=== Testo selezionato ===
4. Troppo spesso le sale dei festival o adibite ad anteprime
stampa cinematografiche sono frequentate anche da insopportabili personaggi (spesso
identificati come firme di quotidiani nazionali) che, se non gradiscono il
film, pur di non andare via, non fanno altro che disturbare il prossimo
tossendo volontariamente, commentando cinicamente a voce alta e di fatto
impedendo la corretta visione del film stesso (pregiudicando anche la
credibilità del brano critico che andranno a scrivere, vista la mancanza di
attitudine al solo lasciar finire un film) e, soprattutto mancando di rispetto
nei confronti di chiunque altro voglia arrivare indisturbato al termine della
proiezione. Chiediamo, dunque, a grandissima voce, che gli “operatori di sala” non
si limitino, nei casi delle anteprime o dei festival, soltanto a disturbare i
critici con fastidiose supposizioni anti-pirateria, ma che si adoperino
adeguatamente per cacciare letteralmente a calci nel sedere queste persone (ben
più nocive) fuori dalla sala.
5. Troppo spesso vengono spesi giudizi fin troppo luminosi
nei confronti di dischi e libri provenienti da autori nazionali di
discutibilissima caratura, mentre (non per forza) giovani talenti (non sempre) emergenti vengono
continuamente ignorati preferendo elogiare (spesso a torto) sempre i soliti
noti, considerandoli come unici esportatori di “italianità” all’estero. Tutto
questo nuoce gravemente alla salute dello stato dell’arte nel nostro paese,
condizione ormai statica, retrograda e assolutamente inaccettabile. Ci chiediamo
il motivo di centinaia di scelte simili. Rispondiamo a noi stessi con la
supposizione del termine “mecenatismo”, dal quale ci discostiamo apertamente e
dal quale vorremmo che si discostassero anche molte testate giornalistiche note.
===
• [Richiesta scritta] Prosegui il testo sui difetti della critica culturale italiana, ripartendo subito dopo la sua ultima frase.
=== Informazioni fornite ===
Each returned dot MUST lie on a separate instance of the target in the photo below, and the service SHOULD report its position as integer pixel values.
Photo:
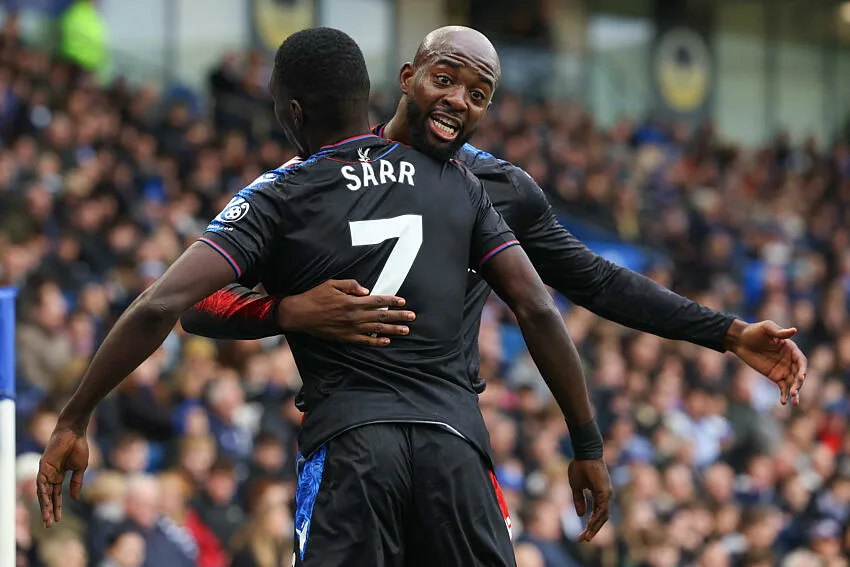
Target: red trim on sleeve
(503, 506)
(496, 250)
(226, 304)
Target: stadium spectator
(101, 188)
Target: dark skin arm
(514, 279)
(136, 335)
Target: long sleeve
(610, 291)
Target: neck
(396, 129)
(327, 136)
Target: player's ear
(297, 114)
(405, 76)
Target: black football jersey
(399, 222)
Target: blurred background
(704, 143)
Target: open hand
(591, 477)
(66, 451)
(343, 311)
(768, 348)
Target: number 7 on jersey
(408, 230)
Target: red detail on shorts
(503, 506)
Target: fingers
(778, 332)
(382, 302)
(601, 512)
(369, 340)
(76, 484)
(783, 391)
(801, 366)
(351, 287)
(45, 499)
(57, 501)
(580, 501)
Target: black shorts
(400, 495)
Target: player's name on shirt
(378, 172)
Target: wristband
(587, 441)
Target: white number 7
(408, 230)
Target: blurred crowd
(192, 458)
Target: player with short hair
(395, 465)
(437, 114)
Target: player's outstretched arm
(139, 331)
(338, 310)
(633, 300)
(512, 276)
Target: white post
(7, 426)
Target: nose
(456, 99)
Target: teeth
(447, 128)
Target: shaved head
(446, 91)
(459, 40)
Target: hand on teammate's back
(343, 311)
(591, 477)
(768, 348)
(66, 451)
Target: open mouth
(444, 127)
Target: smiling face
(448, 88)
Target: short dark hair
(321, 66)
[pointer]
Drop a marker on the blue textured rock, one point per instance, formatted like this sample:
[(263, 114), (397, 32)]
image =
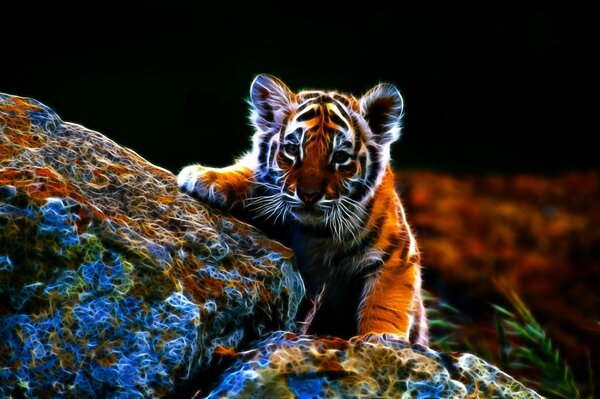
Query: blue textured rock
[(113, 284)]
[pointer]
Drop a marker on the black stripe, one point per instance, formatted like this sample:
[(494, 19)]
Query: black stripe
[(371, 268), (342, 99), (337, 120), (308, 115), (390, 310)]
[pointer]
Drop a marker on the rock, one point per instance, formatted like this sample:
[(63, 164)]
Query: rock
[(112, 283), (115, 284), (377, 366)]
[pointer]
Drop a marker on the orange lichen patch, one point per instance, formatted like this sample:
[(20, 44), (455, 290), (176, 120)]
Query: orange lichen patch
[(16, 121), (136, 298), (41, 184)]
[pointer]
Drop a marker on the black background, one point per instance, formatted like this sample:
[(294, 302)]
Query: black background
[(497, 89)]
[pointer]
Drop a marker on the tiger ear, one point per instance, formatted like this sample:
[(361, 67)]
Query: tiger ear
[(269, 98), (382, 108)]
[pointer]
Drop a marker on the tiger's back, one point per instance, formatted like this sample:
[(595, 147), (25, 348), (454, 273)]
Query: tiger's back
[(319, 180)]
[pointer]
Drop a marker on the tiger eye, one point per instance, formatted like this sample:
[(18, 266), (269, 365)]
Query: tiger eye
[(340, 156), (291, 149)]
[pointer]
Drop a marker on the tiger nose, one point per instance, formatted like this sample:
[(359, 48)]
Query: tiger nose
[(309, 196)]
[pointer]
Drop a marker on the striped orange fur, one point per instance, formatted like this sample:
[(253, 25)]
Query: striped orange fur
[(319, 180)]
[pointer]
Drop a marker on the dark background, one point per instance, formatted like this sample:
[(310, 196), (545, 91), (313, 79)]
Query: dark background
[(495, 89)]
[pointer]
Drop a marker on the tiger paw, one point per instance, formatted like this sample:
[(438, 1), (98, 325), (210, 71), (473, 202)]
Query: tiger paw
[(203, 183)]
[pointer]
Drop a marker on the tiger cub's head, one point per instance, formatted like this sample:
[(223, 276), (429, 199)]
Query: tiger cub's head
[(321, 154)]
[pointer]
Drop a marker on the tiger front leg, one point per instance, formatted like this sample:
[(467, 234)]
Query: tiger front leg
[(224, 188), (389, 304)]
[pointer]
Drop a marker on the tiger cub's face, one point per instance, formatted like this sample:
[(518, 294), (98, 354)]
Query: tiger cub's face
[(321, 154)]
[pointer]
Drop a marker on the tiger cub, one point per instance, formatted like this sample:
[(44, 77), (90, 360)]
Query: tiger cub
[(318, 179)]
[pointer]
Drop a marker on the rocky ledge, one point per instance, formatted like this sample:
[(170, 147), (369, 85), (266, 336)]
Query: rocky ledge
[(115, 284)]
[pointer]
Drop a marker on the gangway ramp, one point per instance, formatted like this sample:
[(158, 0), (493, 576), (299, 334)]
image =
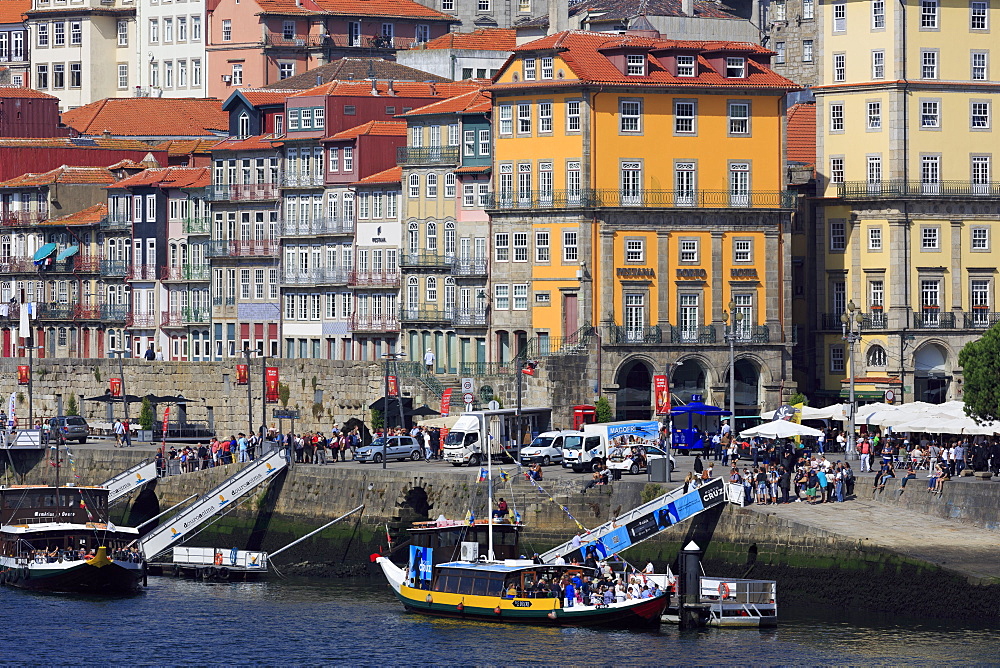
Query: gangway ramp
[(644, 522), (130, 480), (218, 500)]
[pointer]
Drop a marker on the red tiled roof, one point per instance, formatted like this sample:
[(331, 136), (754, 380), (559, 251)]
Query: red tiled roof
[(89, 216), (391, 175), (488, 39), (801, 133), (475, 101), (584, 51), (168, 177), (149, 117), (65, 174), (399, 88), (12, 11), (380, 128), (15, 92)]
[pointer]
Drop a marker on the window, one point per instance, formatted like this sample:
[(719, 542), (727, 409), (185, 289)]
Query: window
[(635, 65), (978, 14), (545, 117), (878, 14), (874, 115), (685, 66), (524, 118), (930, 114), (928, 64), (739, 118), (630, 116), (573, 116), (506, 119), (839, 16), (979, 66), (570, 251), (874, 238), (501, 297), (542, 250), (980, 115), (838, 235), (928, 14), (684, 114), (635, 251)]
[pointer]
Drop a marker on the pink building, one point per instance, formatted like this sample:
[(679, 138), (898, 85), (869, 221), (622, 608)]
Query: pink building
[(252, 43)]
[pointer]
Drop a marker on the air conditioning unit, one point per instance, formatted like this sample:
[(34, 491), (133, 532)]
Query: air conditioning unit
[(470, 551)]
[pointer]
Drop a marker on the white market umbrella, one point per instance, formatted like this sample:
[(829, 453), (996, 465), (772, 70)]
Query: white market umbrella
[(780, 429)]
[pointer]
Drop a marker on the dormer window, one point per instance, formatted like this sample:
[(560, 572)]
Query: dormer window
[(529, 69), (685, 66), (635, 65), (736, 68)]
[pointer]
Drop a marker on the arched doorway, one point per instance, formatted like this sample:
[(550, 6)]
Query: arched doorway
[(635, 396), (930, 374)]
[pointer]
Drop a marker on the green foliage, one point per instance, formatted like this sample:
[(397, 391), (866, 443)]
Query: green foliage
[(603, 410), (146, 415), (650, 492), (283, 394), (980, 361)]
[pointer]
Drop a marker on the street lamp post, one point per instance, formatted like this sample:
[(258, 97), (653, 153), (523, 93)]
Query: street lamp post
[(850, 322), (731, 336)]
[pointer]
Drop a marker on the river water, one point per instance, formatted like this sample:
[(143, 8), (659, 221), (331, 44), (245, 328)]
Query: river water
[(358, 622)]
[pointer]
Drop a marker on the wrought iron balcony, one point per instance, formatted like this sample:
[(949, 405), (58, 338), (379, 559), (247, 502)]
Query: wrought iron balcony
[(896, 188), (658, 199), (427, 155), (425, 261)]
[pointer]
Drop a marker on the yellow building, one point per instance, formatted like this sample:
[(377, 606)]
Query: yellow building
[(904, 129), (637, 194)]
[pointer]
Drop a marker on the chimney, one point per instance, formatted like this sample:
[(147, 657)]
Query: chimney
[(558, 16)]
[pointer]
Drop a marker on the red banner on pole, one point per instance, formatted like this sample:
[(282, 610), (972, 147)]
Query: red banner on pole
[(271, 385), (661, 390)]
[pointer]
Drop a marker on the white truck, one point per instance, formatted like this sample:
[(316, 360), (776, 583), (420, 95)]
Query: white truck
[(464, 442), (598, 439)]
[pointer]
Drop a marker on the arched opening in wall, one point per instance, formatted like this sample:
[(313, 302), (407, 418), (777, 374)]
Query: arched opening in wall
[(688, 379), (930, 374), (635, 396)]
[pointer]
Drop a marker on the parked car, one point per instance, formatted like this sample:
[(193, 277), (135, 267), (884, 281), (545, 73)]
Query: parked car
[(76, 428), (396, 447)]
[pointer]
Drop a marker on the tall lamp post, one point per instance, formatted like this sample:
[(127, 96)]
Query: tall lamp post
[(731, 336), (850, 323)]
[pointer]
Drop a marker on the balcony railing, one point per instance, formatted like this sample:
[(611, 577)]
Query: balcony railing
[(189, 272), (863, 190), (19, 218), (371, 323), (373, 279), (933, 318), (425, 261), (467, 267), (427, 155), (699, 334), (469, 317), (619, 335), (426, 315), (690, 199), (980, 319), (300, 228)]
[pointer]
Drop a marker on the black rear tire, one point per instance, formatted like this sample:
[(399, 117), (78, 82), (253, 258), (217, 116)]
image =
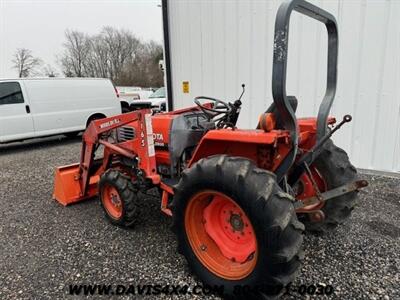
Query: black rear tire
[(270, 210), (336, 169), (127, 193)]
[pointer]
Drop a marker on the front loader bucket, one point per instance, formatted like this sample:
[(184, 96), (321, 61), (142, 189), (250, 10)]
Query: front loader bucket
[(67, 189)]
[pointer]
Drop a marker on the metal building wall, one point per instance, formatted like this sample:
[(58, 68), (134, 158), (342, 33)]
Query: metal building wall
[(217, 45)]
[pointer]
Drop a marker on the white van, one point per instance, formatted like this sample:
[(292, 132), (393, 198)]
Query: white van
[(39, 107)]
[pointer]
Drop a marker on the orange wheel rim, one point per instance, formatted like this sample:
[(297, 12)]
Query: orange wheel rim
[(307, 188), (112, 201), (221, 235)]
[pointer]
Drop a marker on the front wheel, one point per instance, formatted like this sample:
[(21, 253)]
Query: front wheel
[(236, 227), (118, 198)]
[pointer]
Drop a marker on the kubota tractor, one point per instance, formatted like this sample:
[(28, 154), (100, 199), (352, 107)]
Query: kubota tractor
[(240, 199)]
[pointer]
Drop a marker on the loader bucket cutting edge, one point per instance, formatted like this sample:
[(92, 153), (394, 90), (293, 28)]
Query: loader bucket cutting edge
[(67, 189)]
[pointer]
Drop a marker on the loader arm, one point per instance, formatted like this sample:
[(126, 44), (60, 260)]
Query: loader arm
[(75, 182)]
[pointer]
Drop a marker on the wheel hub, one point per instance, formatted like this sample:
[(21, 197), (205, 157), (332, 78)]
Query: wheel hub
[(220, 235), (236, 222), (112, 201), (228, 226)]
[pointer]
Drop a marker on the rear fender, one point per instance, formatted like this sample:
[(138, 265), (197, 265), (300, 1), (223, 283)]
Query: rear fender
[(266, 149)]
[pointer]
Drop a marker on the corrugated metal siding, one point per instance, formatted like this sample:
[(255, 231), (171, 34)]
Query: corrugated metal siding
[(217, 45)]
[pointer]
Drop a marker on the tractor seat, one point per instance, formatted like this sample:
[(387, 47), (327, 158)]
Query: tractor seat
[(186, 132)]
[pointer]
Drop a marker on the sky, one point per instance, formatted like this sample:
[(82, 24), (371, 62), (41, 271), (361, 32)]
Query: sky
[(39, 25)]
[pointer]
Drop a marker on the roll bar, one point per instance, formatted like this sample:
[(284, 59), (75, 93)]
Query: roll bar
[(281, 40)]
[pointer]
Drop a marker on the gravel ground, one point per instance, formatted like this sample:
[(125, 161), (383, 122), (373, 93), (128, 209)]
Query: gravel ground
[(45, 247)]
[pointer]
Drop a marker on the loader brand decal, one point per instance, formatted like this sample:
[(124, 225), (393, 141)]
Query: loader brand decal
[(158, 139), (149, 130), (109, 123)]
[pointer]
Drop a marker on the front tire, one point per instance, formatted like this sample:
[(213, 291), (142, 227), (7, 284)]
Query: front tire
[(119, 199), (252, 194)]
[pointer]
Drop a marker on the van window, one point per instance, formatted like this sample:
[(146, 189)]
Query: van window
[(10, 93)]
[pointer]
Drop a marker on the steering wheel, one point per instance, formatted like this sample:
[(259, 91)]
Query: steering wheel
[(219, 107)]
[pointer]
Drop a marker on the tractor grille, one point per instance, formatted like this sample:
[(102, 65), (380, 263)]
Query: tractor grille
[(125, 133)]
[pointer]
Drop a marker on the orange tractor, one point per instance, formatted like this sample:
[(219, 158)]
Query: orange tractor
[(240, 199)]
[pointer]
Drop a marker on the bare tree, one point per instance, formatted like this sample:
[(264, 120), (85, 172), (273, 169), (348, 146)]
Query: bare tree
[(25, 63), (115, 54), (49, 71), (76, 54)]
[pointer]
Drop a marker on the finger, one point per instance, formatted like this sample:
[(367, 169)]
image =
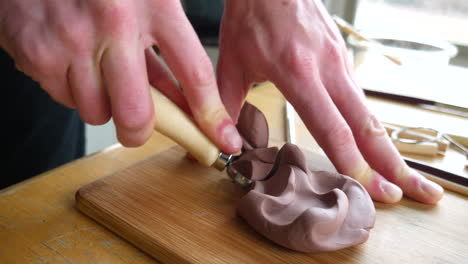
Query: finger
[(322, 118), (59, 90), (233, 87), (160, 77), (192, 67), (125, 78), (91, 98), (374, 143)]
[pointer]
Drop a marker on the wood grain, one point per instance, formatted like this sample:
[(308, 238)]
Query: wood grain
[(180, 212)]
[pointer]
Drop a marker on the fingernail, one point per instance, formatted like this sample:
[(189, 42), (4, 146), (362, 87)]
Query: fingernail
[(432, 190), (392, 192), (231, 136)]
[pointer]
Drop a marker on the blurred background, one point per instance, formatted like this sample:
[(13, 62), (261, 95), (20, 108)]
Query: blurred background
[(421, 33)]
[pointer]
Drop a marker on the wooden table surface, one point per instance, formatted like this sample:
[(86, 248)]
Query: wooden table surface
[(40, 224)]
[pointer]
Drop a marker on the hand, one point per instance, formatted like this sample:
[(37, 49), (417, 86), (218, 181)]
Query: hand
[(96, 55), (295, 44)]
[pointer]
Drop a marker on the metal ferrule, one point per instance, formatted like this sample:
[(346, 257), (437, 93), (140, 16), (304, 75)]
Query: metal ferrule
[(222, 161)]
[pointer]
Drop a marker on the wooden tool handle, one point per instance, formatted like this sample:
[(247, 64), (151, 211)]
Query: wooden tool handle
[(172, 122)]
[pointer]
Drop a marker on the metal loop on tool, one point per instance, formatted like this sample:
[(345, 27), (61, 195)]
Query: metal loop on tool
[(222, 161), (237, 177), (396, 135)]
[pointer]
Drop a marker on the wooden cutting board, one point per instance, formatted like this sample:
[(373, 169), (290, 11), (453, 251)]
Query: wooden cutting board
[(180, 212)]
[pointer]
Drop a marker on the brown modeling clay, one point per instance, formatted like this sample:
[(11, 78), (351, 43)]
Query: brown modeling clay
[(308, 211)]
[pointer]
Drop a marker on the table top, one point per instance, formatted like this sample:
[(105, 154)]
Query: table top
[(40, 224)]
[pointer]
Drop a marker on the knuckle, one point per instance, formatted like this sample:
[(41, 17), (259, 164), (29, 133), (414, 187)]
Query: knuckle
[(133, 117), (300, 63), (371, 127), (36, 57), (116, 18), (340, 139), (333, 51), (203, 74)]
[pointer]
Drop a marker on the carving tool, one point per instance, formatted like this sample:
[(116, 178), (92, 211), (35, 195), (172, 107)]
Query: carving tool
[(172, 122), (290, 123)]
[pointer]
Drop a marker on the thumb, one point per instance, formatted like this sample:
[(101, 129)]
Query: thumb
[(232, 84)]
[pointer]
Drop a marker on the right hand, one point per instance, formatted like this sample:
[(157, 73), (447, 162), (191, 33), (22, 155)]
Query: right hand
[(96, 56)]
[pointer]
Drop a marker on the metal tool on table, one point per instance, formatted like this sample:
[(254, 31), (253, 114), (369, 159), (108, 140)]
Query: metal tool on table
[(172, 122)]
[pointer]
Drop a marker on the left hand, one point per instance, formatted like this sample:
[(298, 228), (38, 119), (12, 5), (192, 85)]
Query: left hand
[(295, 44)]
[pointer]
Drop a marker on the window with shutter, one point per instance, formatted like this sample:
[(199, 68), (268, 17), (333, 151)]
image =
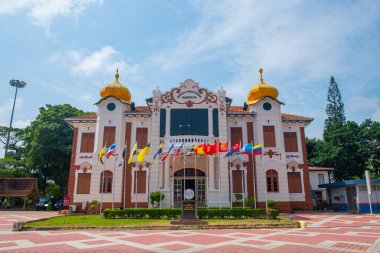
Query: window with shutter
[(87, 142), (269, 136), (236, 135), (290, 139), (109, 135), (294, 182), (272, 181), (106, 185), (84, 183), (141, 137), (237, 187)]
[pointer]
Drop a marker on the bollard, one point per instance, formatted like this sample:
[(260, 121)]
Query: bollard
[(17, 225), (302, 224)]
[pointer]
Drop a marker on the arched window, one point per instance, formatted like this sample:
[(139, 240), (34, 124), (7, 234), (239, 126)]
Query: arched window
[(272, 181), (106, 185)]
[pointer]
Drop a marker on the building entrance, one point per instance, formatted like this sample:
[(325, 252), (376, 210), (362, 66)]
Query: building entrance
[(188, 180)]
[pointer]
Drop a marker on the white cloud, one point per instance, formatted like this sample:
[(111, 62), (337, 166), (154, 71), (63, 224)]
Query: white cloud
[(376, 116), (42, 12), (360, 104), (103, 61)]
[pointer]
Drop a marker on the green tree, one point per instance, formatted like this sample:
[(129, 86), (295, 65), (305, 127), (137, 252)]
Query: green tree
[(48, 145)]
===
• [Risultato finale]
6. La storia dell’evoluzione di ogni forma d’arte, in
particolar modo contemporanea, insegna che esposizioni e analisi (non soltanto mere
spiegazioni) critiche hanno incentivato l’interesse nei confronti di movimenti,
più o meno avanguardistici, volti all’individuazione delle più disparate ed
eterogenee intuizioni creative. Ciò che la maggior parte della critica
cinematografica, musicale e letteraria di oggi sa (e vuole…o deve!) fare non
consiste in nient’altro se non nella continua, insensata, banale, stupida e
ignorante smania di eterno recupero di un passato che ha già espresso le sue
potenzialità diversi decenni orsono. Il che, al di là di citazionismi naturalmente
utilissimi se ricontestualizzati a dovere, non offre alcun senso nel continuo
recupero totale di opere d’arte già confezionate e conosciute alla perfezione
nelle epoche precedenti. Per continuare a vivere di idee occorre che queste
idee, in qualche modo, adesso, qui e ora, nascano. Conoscere il passato (nel
nostro caso in ambito artistico ma non sarebbe il solo) è più che necessario,
anzi vitale, ma il riferirvisi in maniera perenne e totale può solo essere
sinonimo di masturbazione. Il ruolo della critica, dunque, è fondamentale in
luce del suo potere universale di guidare gli utenti di ogni forma d’arte verso
la maturazione, l’abitudine e la successiva comprensione di linguaggi nuovi,
possibili, derivanti da forme passate ma direzionati a rinnovarle con sempre
nuove modalità espressive, tanto per incremento quanto per sottrazione ermetica
di forma e/o contenuto. Se la critica italiana continua a desiderare solo ed
esclusivamente questo o quel Fellini, questo o quel Rossellini e via dicendo, paragonandovi
il mondo intero e implicando anche in scelte ministeriali la mancanza di
finanziamenti a film di fattura linguisticamente ben più modernista, una via potenzialmente
nuova è impossibile da tracciare.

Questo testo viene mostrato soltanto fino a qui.